### EXERCISE DETAILS
Write out only the tail of the records, beginning at the line containing "In the picture above, where can the face" and including the last line, exactly as written.

-- start of DATA SHOWN --

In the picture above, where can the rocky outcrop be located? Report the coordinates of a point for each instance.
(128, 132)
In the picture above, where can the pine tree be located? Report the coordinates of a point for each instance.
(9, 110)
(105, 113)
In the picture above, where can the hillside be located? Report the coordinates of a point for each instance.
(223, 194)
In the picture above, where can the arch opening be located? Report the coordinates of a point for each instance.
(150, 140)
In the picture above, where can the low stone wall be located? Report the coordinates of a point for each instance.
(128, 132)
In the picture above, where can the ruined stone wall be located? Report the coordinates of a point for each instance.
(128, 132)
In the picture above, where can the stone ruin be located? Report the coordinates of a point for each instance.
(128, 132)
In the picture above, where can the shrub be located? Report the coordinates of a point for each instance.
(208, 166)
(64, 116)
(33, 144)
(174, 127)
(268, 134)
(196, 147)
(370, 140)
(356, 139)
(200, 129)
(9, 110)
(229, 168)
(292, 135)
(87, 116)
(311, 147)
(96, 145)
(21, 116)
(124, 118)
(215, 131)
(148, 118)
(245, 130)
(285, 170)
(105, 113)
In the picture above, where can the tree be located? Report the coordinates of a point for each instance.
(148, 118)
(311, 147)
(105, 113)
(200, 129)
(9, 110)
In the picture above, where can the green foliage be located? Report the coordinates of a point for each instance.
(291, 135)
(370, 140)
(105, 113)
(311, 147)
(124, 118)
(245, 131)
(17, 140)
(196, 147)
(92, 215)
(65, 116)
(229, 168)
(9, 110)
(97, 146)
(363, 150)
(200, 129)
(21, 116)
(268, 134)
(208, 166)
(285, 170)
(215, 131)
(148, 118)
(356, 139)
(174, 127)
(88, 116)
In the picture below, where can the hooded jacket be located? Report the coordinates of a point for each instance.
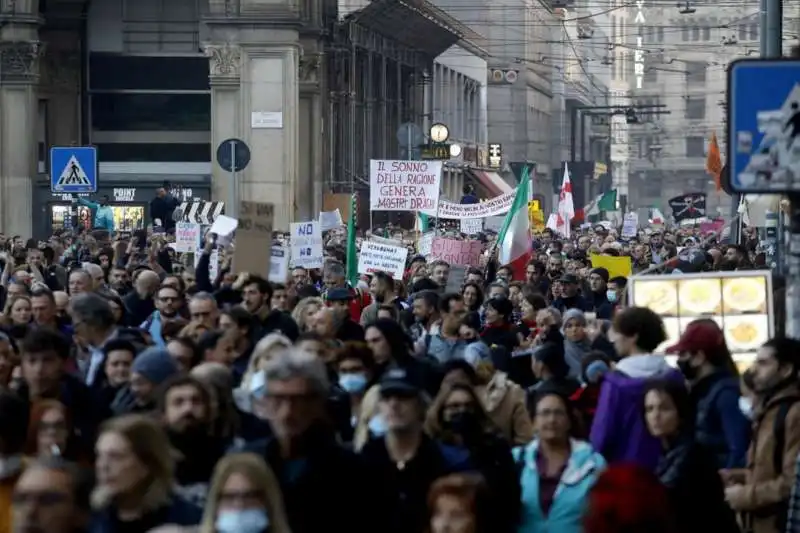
(619, 431)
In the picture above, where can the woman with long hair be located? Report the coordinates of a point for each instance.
(706, 362)
(686, 468)
(135, 479)
(557, 471)
(244, 497)
(457, 418)
(461, 503)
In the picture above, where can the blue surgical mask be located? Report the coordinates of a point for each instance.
(353, 383)
(258, 385)
(377, 426)
(242, 521)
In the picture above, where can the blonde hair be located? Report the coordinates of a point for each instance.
(150, 444)
(299, 312)
(263, 479)
(265, 349)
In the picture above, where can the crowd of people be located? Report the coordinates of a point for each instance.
(138, 394)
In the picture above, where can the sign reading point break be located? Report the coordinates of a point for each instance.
(404, 185)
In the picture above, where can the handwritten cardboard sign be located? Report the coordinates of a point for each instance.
(456, 252)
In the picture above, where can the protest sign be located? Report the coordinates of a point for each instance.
(306, 242)
(329, 220)
(187, 234)
(630, 225)
(471, 226)
(254, 238)
(425, 244)
(456, 252)
(499, 205)
(404, 185)
(377, 257)
(279, 265)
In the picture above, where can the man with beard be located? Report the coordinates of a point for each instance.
(168, 301)
(186, 411)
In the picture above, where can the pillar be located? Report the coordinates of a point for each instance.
(20, 52)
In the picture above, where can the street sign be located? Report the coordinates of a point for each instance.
(73, 169)
(233, 155)
(764, 125)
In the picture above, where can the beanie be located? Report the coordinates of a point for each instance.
(155, 364)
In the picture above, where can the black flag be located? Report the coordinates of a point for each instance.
(688, 206)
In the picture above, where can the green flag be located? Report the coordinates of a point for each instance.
(352, 252)
(608, 202)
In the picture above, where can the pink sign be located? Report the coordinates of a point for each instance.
(713, 226)
(457, 252)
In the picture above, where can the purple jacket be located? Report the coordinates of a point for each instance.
(619, 431)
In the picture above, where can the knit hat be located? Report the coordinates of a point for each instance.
(155, 364)
(573, 314)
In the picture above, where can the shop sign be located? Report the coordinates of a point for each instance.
(124, 194)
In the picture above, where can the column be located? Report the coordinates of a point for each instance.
(226, 117)
(19, 76)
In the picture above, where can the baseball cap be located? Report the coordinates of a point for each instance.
(699, 335)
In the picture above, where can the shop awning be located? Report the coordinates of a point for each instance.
(491, 181)
(417, 24)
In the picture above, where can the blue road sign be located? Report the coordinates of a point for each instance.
(73, 169)
(764, 125)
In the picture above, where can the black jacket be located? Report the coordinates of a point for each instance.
(324, 487)
(690, 475)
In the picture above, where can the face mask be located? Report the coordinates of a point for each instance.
(746, 407)
(258, 385)
(377, 426)
(244, 521)
(353, 383)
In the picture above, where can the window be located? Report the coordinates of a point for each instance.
(118, 72)
(695, 72)
(41, 138)
(151, 112)
(696, 108)
(695, 147)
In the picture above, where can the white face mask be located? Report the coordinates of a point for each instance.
(242, 521)
(746, 407)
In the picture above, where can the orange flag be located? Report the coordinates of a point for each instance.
(714, 161)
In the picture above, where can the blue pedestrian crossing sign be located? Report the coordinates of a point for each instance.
(73, 169)
(764, 125)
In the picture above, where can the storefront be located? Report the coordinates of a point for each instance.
(129, 197)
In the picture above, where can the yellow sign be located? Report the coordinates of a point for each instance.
(616, 266)
(536, 215)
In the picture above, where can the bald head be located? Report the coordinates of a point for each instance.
(147, 283)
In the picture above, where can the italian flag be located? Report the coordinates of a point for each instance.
(514, 239)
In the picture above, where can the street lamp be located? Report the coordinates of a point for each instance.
(439, 133)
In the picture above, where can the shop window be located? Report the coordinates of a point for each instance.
(114, 72)
(148, 152)
(126, 217)
(151, 112)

-- end of DATA SHOWN --

### EXPECTED ANSWER
In the picture above, where can the face mask be located? Report the coordinates of a point for each instance.
(746, 407)
(258, 385)
(377, 426)
(244, 521)
(353, 383)
In the picture above, where can the window be located? Report the coordinates of a point for each instance.
(118, 72)
(695, 72)
(41, 138)
(151, 112)
(696, 108)
(695, 147)
In the picture above, where can the white face mask be located? Report the coordinates of a point for each instance.
(242, 521)
(746, 407)
In the picture above, where can the orange flag be located? Report the coordinates of a point for each instance.
(714, 161)
In the picture above, where can the blue pedestrian crossing sign be located? Report the coordinates of a point for each instance.
(73, 169)
(764, 125)
In the picture above, where can the storefront be located? Report the coordinates of a point for each instance.
(129, 197)
In the picture above, where can the yellow sign be located? Report the coordinates of a point for each instance.
(616, 266)
(536, 215)
In the picture above, where can the bald head be located? Report the coordinates of a point for each instance.
(147, 283)
In the picture above, where can the italian flag be located? Report the coordinates of a point for each instance.
(514, 239)
In the picture above, where can the street lamp be located? Report the coordinates of a point for each instance.
(439, 133)
In the picture above, where can the shop window be located? Report the coordinates of a point for each instance.
(114, 72)
(148, 152)
(126, 217)
(151, 112)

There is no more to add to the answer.